Stored data
========================================================================

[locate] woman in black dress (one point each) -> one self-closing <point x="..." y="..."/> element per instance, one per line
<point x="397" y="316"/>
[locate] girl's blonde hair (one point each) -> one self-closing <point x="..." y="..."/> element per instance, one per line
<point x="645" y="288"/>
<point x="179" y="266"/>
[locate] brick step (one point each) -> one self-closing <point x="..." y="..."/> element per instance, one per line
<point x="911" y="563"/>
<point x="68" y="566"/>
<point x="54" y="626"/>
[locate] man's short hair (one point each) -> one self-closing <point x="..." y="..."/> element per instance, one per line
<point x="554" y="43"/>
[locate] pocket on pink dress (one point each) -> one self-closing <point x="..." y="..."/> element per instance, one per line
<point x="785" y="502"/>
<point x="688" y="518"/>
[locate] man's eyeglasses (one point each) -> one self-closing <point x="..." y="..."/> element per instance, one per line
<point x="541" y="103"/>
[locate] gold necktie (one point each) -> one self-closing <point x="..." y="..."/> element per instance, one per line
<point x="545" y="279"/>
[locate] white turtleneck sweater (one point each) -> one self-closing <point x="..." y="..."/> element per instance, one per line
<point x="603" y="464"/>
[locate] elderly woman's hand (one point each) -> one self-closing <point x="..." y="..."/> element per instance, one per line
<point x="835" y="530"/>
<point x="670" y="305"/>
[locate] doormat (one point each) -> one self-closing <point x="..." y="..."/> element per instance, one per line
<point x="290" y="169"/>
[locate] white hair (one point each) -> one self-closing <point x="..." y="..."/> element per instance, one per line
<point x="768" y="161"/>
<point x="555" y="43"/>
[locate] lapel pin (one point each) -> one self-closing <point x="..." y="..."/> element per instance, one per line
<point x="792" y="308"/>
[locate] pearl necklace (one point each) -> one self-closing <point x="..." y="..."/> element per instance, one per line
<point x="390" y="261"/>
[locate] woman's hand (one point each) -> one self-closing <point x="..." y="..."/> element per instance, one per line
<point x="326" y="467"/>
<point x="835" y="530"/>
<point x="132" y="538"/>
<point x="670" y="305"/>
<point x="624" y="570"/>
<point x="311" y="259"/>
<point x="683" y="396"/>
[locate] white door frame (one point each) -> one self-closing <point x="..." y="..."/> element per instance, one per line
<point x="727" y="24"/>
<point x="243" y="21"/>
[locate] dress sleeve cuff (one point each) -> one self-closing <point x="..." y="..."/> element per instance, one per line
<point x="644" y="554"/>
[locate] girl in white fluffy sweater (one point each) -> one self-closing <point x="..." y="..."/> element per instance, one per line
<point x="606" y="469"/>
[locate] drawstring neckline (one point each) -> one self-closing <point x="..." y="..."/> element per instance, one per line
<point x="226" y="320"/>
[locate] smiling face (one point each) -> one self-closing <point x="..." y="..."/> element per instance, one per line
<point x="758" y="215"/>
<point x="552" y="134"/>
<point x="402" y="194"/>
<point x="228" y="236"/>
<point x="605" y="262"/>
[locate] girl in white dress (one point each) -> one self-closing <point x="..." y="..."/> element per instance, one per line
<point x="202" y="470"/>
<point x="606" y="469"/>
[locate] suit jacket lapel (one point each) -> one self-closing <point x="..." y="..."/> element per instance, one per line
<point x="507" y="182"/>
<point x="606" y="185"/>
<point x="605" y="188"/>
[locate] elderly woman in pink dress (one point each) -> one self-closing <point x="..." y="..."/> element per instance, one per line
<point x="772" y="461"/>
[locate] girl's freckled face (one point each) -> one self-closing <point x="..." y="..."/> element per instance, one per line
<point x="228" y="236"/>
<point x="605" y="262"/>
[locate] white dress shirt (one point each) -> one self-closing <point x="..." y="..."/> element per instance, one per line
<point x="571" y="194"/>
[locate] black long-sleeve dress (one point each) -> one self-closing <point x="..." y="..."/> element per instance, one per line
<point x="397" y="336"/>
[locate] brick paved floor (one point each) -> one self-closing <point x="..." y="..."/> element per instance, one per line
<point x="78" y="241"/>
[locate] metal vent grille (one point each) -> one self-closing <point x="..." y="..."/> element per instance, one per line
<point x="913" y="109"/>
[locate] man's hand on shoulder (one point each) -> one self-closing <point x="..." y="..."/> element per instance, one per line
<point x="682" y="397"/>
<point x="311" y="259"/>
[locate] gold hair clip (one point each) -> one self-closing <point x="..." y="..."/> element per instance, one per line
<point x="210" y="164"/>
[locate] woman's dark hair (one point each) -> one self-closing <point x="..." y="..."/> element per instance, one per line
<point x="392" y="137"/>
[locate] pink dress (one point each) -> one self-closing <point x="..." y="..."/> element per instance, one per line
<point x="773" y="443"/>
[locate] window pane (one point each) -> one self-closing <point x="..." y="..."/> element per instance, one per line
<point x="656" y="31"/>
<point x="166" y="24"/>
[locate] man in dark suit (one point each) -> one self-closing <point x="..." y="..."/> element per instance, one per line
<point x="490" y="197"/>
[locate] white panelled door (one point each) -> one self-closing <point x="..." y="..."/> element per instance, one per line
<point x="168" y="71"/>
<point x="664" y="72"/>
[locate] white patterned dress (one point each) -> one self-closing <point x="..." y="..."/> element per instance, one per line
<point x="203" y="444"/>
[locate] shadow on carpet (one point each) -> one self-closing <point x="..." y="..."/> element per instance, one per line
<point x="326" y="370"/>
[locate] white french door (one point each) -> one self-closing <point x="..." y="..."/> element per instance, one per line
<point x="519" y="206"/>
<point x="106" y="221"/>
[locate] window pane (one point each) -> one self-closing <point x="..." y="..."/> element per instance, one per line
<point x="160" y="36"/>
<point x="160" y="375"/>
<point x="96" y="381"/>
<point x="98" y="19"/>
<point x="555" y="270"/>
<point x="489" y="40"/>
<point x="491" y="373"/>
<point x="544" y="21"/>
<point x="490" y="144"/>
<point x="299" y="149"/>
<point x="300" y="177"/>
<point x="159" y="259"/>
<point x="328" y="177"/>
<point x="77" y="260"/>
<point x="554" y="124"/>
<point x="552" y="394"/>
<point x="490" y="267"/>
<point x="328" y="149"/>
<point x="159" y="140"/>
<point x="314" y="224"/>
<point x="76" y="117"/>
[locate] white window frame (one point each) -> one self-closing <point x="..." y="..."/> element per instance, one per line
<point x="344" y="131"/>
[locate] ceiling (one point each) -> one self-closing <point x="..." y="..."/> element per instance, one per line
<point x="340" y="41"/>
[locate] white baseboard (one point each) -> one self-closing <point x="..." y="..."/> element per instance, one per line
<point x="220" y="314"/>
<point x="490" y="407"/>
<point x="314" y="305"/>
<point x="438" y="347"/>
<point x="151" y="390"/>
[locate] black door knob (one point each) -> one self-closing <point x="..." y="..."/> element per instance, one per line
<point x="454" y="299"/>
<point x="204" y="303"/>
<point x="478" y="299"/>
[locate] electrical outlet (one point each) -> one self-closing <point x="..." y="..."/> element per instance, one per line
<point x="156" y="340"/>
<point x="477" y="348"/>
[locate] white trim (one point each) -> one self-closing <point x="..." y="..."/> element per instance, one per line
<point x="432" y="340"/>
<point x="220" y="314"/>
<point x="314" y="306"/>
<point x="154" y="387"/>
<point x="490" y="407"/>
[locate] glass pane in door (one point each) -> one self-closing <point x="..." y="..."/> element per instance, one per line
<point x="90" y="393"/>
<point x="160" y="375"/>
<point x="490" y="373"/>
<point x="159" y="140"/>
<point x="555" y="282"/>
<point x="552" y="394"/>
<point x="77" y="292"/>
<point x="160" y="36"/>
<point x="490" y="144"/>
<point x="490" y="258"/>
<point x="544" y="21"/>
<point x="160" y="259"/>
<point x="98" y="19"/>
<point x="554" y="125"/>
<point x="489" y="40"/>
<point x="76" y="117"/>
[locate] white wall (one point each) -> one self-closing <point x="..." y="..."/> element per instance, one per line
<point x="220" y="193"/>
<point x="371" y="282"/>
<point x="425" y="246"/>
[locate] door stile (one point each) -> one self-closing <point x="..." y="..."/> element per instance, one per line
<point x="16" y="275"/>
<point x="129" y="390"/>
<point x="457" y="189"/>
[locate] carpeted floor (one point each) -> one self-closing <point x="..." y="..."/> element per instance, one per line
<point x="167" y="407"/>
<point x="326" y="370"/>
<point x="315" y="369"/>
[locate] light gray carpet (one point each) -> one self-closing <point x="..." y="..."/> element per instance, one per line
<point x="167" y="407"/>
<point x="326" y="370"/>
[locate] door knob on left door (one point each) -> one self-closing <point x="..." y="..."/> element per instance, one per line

========================================================================

What is being asked
Restate, word for word, the final stretch of the entries above: the line containing "[locate] light gray" and every line after it, up to and including the last.

Result of this task
[locate] light gray carpet (one point each) -> one self-closing <point x="..." y="..."/> element per instance, one per line
<point x="167" y="407"/>
<point x="326" y="370"/>
[locate] door knob on left door (one point each) -> one self-closing <point x="..." y="..."/> element per instance, one per line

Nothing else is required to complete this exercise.